------ Page text ------

Sir Gerald or Gerard Lally or O'Mullally  (? in Tuam, County Galway – 1737) was an Irish conservative and French military officer.

He was the second son of Thomas Lally (or O'Mullally) of Tullaghnadaly, by his wife, Jane, sister of Theobald Dillon, 7th Viscount Dillon, and younger brother of James Lally. He served with James II's forces in Ireland, and after the end of the Siege of Limerick (1691) he fled to France.

At Romans on 18 April 1701 he married Anne-Marie, the daughter of Charles Jacques de Bressac, seigneur de La Vache; they had a son Thomas Arthur Lally. On 7 July 1707 he was created a Baronet, in the Jacobite baronetage of Ireland, by James II's son, the titular James III.

------ Record set ------

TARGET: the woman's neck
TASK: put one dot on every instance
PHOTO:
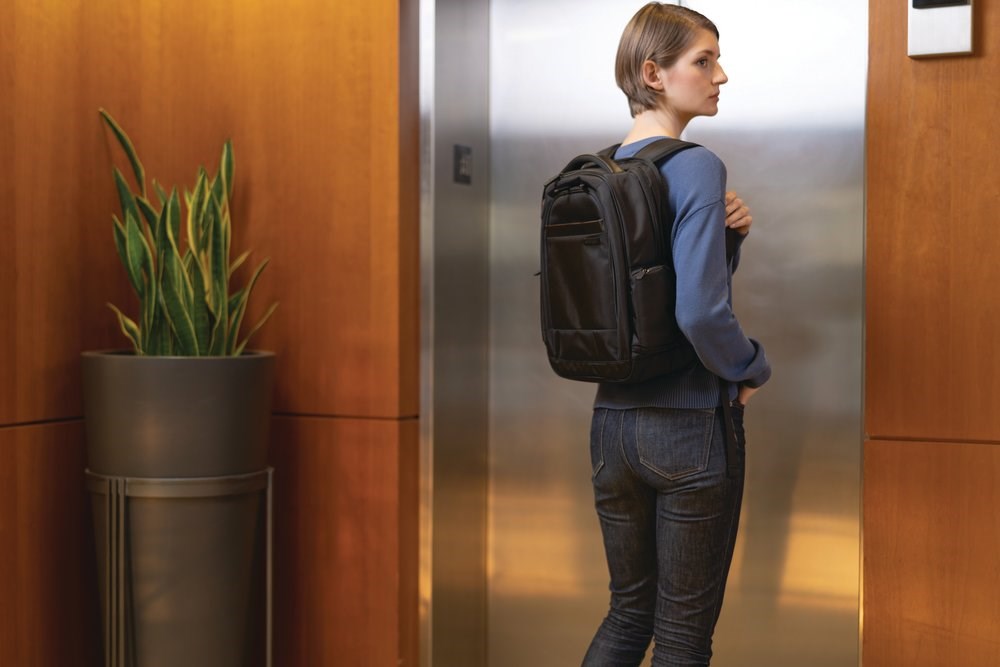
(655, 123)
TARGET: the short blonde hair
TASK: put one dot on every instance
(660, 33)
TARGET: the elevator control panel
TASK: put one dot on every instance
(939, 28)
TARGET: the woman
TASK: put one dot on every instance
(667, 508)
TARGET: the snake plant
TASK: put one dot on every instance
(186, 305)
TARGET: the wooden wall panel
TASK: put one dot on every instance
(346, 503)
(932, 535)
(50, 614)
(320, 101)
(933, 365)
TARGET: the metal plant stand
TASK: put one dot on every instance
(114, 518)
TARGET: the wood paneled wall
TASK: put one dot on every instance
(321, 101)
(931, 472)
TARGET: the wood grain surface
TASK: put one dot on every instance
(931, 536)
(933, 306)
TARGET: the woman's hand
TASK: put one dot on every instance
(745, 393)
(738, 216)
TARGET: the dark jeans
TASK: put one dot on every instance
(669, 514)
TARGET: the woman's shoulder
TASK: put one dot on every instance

------
------ Record set ------

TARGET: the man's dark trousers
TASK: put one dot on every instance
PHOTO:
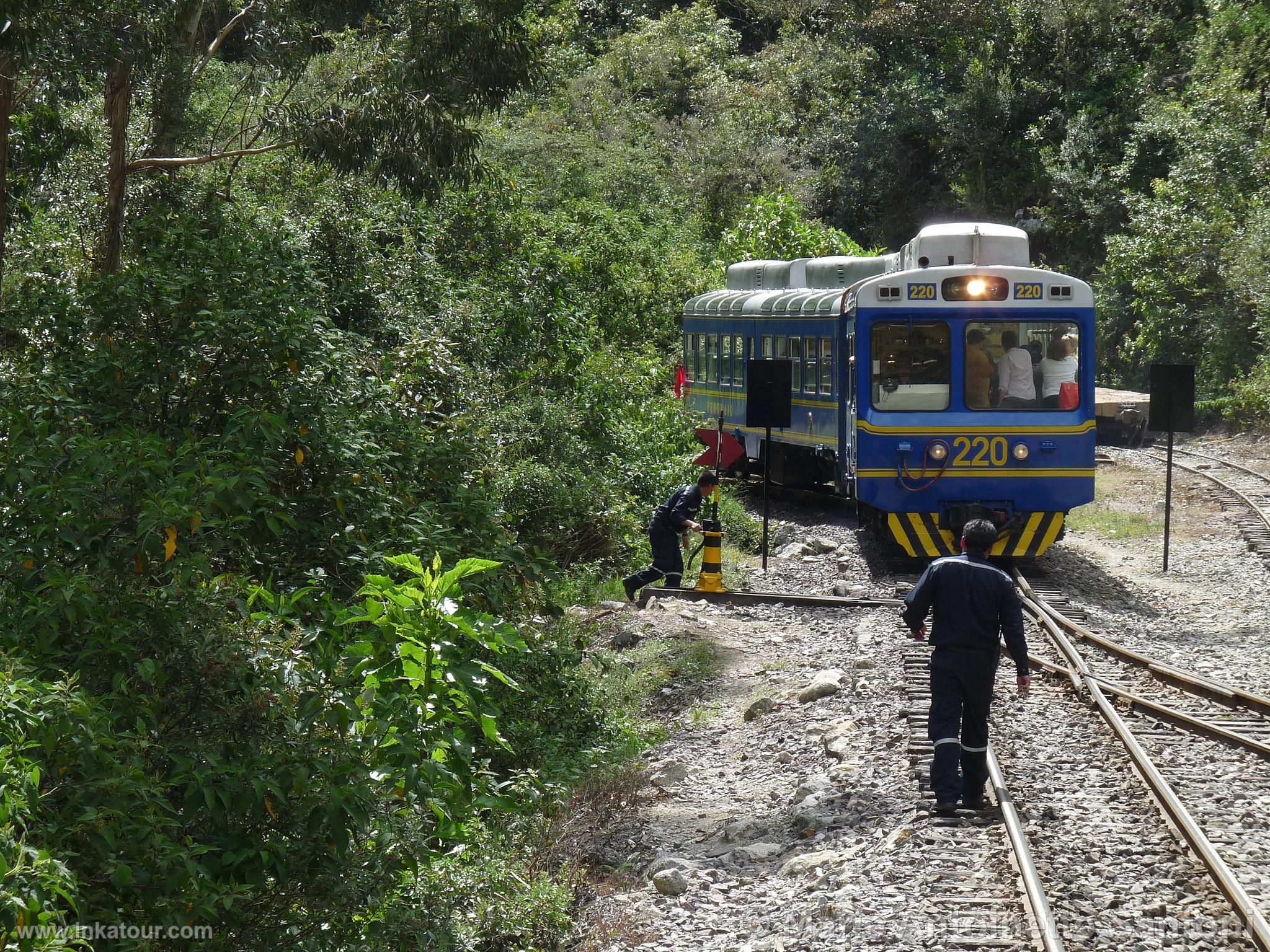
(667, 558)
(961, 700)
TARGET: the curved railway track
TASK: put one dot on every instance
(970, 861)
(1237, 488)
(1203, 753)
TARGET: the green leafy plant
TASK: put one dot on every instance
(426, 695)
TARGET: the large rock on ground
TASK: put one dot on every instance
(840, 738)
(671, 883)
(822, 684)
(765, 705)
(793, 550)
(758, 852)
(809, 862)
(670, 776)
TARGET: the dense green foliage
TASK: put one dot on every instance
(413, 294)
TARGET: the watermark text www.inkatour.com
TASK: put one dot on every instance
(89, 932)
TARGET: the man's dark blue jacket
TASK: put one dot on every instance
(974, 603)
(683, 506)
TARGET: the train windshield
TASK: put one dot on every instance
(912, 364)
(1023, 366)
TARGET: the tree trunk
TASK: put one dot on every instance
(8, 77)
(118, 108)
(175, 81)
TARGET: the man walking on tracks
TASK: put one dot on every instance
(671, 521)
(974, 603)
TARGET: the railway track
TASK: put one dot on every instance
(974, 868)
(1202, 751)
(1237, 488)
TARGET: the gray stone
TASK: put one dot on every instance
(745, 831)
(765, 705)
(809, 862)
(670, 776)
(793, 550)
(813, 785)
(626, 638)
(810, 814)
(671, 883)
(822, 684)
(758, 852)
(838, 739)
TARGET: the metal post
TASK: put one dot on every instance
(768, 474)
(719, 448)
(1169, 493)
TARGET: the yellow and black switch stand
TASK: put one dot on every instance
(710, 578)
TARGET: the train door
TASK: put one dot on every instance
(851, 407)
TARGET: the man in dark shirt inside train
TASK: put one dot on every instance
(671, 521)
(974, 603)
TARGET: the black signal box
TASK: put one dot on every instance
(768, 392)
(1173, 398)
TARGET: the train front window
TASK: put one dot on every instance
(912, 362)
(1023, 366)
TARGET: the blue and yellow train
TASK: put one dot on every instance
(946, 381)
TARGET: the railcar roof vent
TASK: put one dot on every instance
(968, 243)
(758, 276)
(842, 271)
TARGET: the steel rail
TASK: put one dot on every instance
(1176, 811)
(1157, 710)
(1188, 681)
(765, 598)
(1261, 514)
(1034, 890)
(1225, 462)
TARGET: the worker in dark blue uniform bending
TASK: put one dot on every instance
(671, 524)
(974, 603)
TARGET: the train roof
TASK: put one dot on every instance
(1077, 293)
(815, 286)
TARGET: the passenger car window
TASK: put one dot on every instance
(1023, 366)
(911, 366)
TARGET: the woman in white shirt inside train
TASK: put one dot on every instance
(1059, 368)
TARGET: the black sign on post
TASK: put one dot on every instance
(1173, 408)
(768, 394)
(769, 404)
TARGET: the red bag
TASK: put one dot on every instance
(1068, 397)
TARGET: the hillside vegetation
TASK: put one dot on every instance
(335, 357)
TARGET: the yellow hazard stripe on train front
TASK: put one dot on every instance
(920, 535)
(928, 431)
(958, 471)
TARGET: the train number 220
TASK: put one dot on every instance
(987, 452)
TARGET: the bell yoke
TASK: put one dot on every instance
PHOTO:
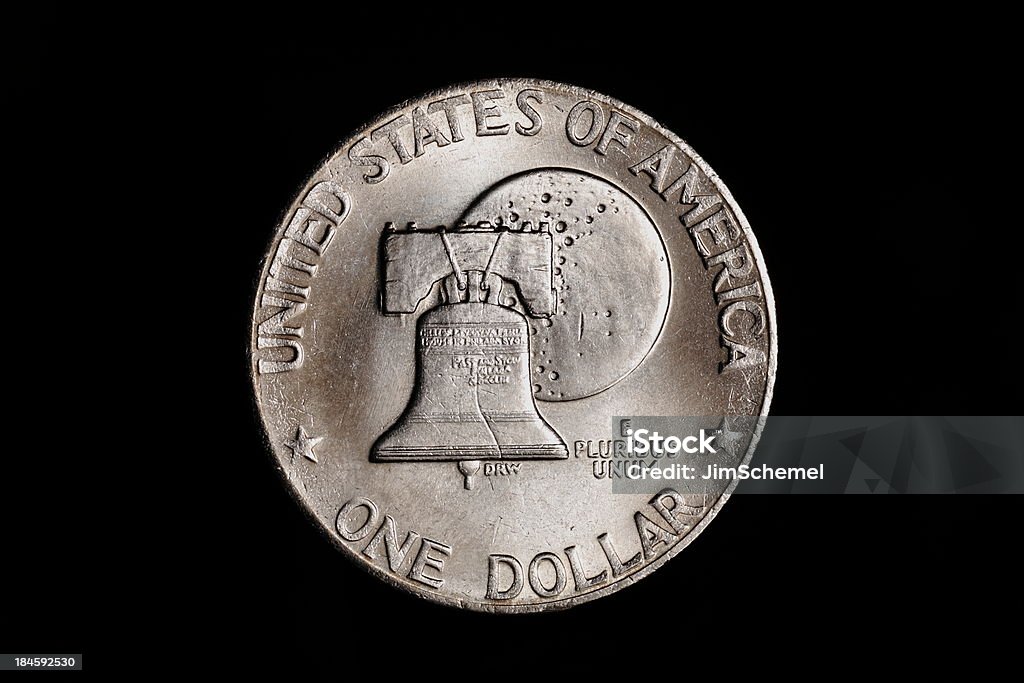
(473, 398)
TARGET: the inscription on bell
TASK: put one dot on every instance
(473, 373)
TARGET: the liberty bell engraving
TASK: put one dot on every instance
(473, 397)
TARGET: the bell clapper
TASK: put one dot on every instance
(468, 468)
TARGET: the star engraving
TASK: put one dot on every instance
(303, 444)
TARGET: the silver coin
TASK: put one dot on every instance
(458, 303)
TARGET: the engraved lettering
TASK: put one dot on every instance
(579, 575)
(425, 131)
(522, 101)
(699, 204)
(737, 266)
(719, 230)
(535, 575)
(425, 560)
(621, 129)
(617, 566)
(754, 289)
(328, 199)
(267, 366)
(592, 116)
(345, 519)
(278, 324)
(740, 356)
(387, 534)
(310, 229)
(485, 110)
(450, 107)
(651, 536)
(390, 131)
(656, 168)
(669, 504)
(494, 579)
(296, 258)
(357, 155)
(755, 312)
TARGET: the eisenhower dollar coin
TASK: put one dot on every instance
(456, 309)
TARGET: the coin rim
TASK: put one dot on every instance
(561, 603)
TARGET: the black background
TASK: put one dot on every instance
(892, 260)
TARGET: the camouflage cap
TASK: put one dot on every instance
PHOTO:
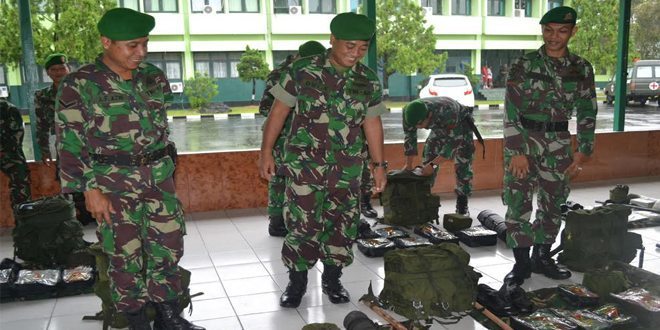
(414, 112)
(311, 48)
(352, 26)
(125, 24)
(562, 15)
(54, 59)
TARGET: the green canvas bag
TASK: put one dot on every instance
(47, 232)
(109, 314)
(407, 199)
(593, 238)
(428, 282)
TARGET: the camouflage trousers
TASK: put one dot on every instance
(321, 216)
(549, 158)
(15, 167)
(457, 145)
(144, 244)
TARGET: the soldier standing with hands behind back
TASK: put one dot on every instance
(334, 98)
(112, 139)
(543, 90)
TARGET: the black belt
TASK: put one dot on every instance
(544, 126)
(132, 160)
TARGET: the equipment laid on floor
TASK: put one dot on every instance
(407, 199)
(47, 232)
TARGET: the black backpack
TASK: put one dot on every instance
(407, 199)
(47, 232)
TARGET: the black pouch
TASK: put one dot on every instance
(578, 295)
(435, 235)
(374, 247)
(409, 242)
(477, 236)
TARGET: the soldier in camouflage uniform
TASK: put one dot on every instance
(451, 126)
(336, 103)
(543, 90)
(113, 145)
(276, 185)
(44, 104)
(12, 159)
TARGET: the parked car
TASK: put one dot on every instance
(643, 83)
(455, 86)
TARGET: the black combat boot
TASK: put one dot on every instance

------
------ Record set ------

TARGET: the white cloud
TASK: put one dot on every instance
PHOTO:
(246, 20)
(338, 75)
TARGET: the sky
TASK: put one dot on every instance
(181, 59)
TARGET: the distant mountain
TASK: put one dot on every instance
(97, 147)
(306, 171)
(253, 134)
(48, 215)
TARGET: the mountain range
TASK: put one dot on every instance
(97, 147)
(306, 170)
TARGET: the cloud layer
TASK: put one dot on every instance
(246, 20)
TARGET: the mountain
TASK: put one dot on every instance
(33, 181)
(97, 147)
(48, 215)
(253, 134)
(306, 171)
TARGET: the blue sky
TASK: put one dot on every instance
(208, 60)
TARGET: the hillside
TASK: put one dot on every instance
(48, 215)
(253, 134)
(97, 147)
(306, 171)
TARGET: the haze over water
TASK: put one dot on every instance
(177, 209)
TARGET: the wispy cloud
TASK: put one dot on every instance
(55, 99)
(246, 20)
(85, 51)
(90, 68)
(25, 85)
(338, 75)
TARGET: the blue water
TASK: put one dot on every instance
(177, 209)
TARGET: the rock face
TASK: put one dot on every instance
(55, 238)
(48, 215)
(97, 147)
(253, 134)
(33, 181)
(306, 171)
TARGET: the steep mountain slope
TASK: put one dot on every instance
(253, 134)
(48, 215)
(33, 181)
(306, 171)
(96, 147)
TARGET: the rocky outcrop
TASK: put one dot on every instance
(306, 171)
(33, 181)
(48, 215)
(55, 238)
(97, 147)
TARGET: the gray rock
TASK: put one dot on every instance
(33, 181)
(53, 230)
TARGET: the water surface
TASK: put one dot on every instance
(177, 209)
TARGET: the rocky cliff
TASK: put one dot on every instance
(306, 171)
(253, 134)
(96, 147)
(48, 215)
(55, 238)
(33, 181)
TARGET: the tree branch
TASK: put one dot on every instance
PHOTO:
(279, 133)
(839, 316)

------

## Task requirements
• 1. Write out the passage of the Gerald Lally biography word for word, starting with "He was the second" and going on through "titular James III.".
• 2. Continue the Gerald Lally biography from the point where it stops.

## Task responses
• 1.
He was the second son of Thomas Lally (or O'Mullally) of Tullaghnadaly, by his wife, Jane, sister of Theobald Dillon, 7th Viscount Dillon, and younger brother of James Lally. He served with James II's forces in Ireland, and after the end of the Siege of Limerick (1691) he fled to France.

At Romans on 18 April 1701 he married Anne-Marie, the daughter of Charles Jacques de Bressac, seigneur de La Vache; they had a son Thomas Arthur Lally. On 7 July 1707 he was created a Baronet, in the Jacobite baronetage of Ireland, by James II's son, the titular James III.

• 2.
On 28 July 1708 he was made Lieutenant Colonel of the famous Dillon's Regiment, named after his first cousin General Arthur Dillon. On 20 February 1734 he was made a Brigadier General in the French army. He died at Arras in November 1737, and was succeeded by his son.

His grandson was Gérard de Lally-Tollendal.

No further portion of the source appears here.